===== Document segment =====

2006-06-17 Thread Joseph Ransdell



-Vinicius, Robert, and list:
 
Hold  the presses!  I have found two 
other instances of the triangle of boxes in the MS material which I will forward 
in separate messages.  Do they solve the problem?  I can't say yet but 
will just pass the images along in a few minutes.
 
Bear in mind that the basic problem is that it is 
difficult to be certain of what is actually on the original MS page and what is 
on a photocopy of that page that was made by Fisch, Ketner, et al in 1974 or 
thereabouts when a team from Texas Tech (including Fisch, who was there as 
a visiting university professor at that time) went to Harvard and did a 
photocopy of the Harvard holdings that could replace the Robin microfilm 
copy.  Are the arrows and other notations (such as the 
numerals) which seem to be due to editors all due to them or are some 
of them actually notations on the original MS by Peirce 
himself?  Or if they are due to editors, are any of them due to Fisch, 
Ketner, et al when they made their photocopy, which was then subsequently 
photocopied itself!  What  I have is a photocopy of their 
photocopy -- or perhaps a photocopy of a photocopy of their 
photocopy!

=====

Prompt 1 »
In the mailing-list post on the Peirce manuscript, what did the writer find in the MS material?
Prompt 2 »
Please return the stretch of the mailing-list post on the Peirce manuscript from "Hold  the presses!  I" through "a few minutes.", copied word for word.
Prompt 3 »
Resume the mailing-list post on the Peirce manuscript, picking up right after its last sentence.

===== Rows =====

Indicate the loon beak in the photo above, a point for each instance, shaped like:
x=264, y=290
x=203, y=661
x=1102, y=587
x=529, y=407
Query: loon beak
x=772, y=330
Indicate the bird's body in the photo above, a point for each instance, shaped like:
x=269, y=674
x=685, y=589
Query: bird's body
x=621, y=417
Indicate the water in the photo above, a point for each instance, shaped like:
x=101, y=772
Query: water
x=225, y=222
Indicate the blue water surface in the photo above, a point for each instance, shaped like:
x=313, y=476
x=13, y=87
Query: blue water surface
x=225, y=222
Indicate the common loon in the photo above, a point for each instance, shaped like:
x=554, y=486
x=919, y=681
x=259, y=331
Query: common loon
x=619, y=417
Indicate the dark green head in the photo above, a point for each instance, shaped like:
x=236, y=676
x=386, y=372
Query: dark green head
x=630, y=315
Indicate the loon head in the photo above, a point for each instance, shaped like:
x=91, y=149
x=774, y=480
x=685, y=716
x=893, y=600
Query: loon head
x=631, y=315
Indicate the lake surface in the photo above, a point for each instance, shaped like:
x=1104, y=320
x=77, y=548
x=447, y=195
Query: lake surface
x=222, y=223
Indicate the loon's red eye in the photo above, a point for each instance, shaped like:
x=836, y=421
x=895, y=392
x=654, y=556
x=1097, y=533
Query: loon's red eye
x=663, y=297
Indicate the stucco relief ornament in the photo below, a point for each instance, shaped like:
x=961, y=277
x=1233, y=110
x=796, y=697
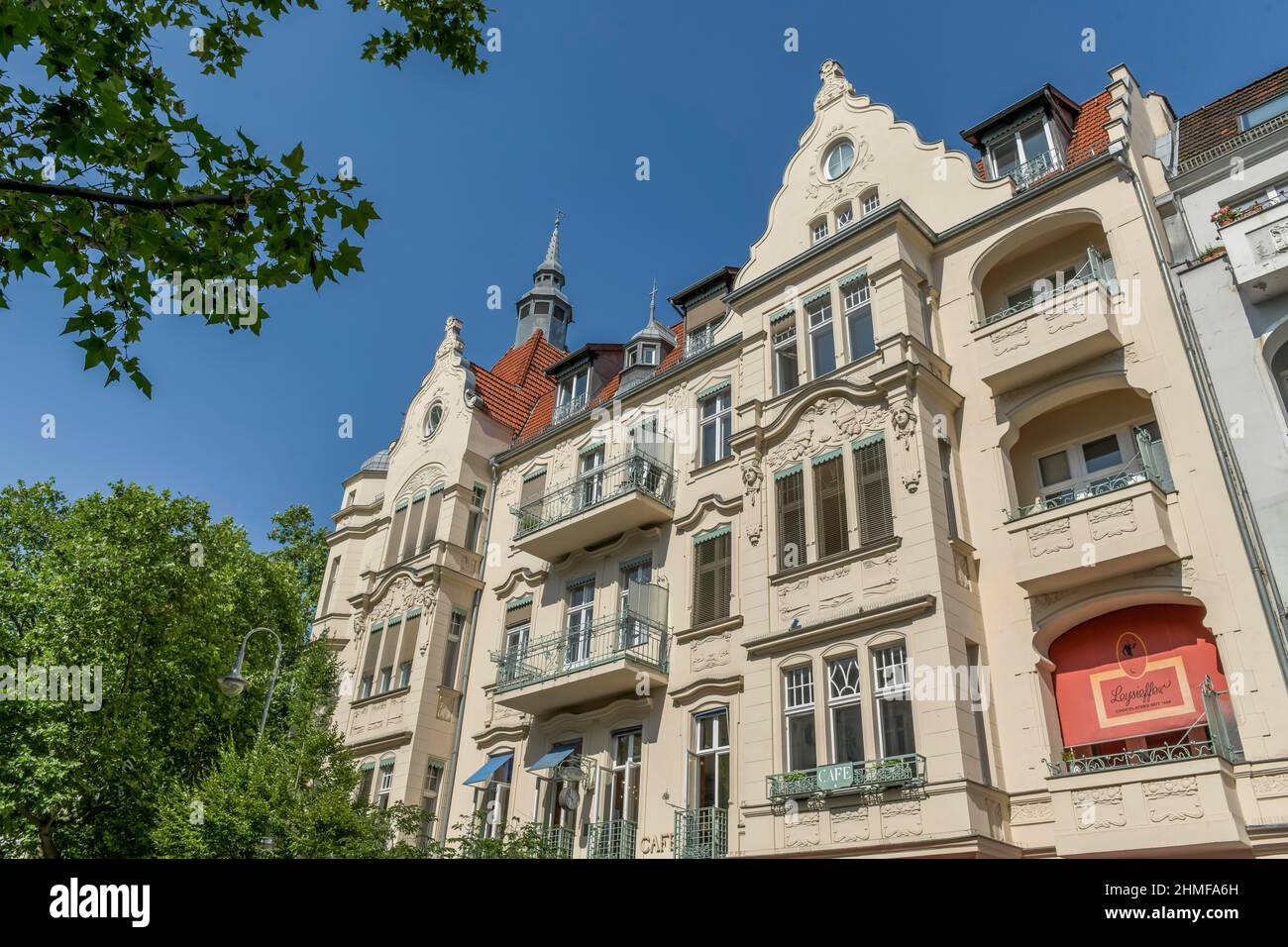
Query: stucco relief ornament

=====

Expected output 1 »
Two other instances of the triangle of boxes.

Expected output 2 »
Hold  the presses!  I have found two 
other instances of the triangle of boxes in the MS material which I will forward 
in separate messages.  Do they solve the problem?  I can't say yet but 
will just pass the images along in a few minutes.

Expected output 3 »
 
Aaarrrgh!  (Sound of wailing and gnashing of 
teeth!)
 
 
Joe Ransdell  
 
  

  - Original Message - 
  From: 
  Joseph Ransdell 
  
  To: Peirce Discussion Forum 
  Sent: Saturday, June 17, 2006 7:54 
  AM
  Subject: [peirce-l] Re: representing the 
  ten classes of signs (corrected)
  
  Vinicius, Robert, and list:
   
  I take it that you have received in the 
  previous message the image of the original MS version of the boxed triangle, 
  in MS 799.02 (i.e. the second page in the MS 799 folder).  Notice the 
  following:
   
  1.  There are no Roman numerals, so that 
  is clearly an editorial artifact (Hartshorne and Weiss).  
   
  2.  The numerals "1" through "10" appear 
  instead, but seem clearly to have been added after the image was 
  drawn and the names of the sign classes were entered, raising the 
  question of whether they are due to Peirce or to some later editors.  
  (More on this below)
   
  3.  The numerals associated with the boxes 
  differ in one respect from the Roman numerals that were editorially added in 
  the CP version, namely, in respect to the boxes at the middle and the bottom 
  of the pyramid
   
  4.  The names assigned to the boxes also 
  differ in that same respect.  Thus both the boxes and the numerals 
  associated with them have been, in effect, interchanged in the transition from 
  the original drawing to the version in the CP.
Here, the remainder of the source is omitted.